## Prompt 1
From the gender gap article, transcribe the stretch from "The crude portraits" through "computer science department.".
## Prompt 2
Answer these questions using the gender gap article:
(a) What does Martin ask her students to sketch on the first day of her introductory course?
(b) Besides teaching, what position does Martin hold?
(c) What stereotype does Martin say most women do not see themselves as?
## Prompt 3
According to the gender gap article, why does Martin think the women in her class do not draw someone who looks like themselves?

Gender Gap: Some majors have disproportionate amount of one sex

Every semester on the first day of her introductory computer science course, professor Dianne Martin asks her students to take out a piece of paper and sketch their impression of a “computer scientist.”

The crude portraits range from quirky-looking mad scientist types to elderly men with beards, but one trait remains common: none of the pictures are of women. In a field dominated by men, a successful female is something hard for many to imagine, said Martin, who is also chair of the computer science department.

“Even though there are women in the class, none of them draw someone who looks like themselves,” Martin said. “As (computer science) kind of evolved, it took on kind of a male aura and there’s that stereotype of the geek, and most women just don’t see themselves as that geek.”

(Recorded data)
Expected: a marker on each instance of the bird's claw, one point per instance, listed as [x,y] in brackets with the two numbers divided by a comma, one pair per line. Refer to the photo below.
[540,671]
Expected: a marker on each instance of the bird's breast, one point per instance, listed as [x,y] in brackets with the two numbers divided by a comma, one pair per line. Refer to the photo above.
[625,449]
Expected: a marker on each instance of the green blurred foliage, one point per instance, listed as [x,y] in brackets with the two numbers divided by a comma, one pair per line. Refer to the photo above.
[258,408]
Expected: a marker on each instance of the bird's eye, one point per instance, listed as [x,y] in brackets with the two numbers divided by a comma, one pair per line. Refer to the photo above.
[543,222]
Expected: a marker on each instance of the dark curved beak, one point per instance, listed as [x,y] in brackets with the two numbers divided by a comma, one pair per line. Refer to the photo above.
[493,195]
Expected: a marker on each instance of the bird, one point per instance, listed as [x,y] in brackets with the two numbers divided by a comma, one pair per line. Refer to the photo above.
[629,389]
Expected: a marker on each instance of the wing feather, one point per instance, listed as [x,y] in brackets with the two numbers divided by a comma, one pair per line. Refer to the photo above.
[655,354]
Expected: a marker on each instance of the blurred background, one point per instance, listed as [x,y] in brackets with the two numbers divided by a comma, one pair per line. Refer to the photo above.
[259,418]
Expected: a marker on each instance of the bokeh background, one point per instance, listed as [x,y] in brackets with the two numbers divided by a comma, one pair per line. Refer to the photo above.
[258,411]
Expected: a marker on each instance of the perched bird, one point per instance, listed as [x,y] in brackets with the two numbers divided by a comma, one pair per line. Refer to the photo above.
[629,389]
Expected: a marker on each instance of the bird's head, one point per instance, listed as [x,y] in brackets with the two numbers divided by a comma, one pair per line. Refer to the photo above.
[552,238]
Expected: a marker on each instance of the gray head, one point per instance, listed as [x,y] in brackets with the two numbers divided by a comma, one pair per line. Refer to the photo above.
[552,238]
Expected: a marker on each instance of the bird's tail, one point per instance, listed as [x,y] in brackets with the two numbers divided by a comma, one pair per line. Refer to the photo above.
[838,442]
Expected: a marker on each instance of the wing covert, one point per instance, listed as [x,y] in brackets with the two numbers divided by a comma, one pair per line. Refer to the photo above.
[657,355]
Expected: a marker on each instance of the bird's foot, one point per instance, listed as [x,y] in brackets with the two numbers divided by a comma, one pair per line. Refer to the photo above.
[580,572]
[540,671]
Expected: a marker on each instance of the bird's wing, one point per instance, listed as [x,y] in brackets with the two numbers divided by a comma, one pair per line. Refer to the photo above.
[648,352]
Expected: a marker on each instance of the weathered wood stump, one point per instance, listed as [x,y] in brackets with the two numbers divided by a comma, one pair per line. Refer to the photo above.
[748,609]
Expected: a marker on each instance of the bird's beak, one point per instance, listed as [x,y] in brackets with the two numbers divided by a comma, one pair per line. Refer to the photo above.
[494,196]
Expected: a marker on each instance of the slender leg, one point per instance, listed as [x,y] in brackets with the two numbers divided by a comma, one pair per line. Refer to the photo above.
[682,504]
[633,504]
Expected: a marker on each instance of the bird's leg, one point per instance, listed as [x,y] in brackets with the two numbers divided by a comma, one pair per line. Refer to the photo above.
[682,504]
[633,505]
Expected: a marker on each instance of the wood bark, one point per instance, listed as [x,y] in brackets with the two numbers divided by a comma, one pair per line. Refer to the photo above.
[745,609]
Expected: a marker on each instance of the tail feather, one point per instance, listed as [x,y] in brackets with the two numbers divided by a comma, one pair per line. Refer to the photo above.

## Task result 1
The crude portraits range from quirky-looking mad scientist types to elderly men with beards, but one trait remains common: none of the pictures are of women. In a field dominated by men, a successful female is something hard for many to imagine, said Martin, who is also chair of the computer science department.

## Task result 2
(a) Their impression of a "computer scientist."
(b) Chair of the computer science department.
(c) The geek.

## Task result 3
As computer science evolved, it took on a male aura and the stereotype of the geek, and most women do not see themselves as that geek. In a field dominated by men, a successful female is hard for many to imagine.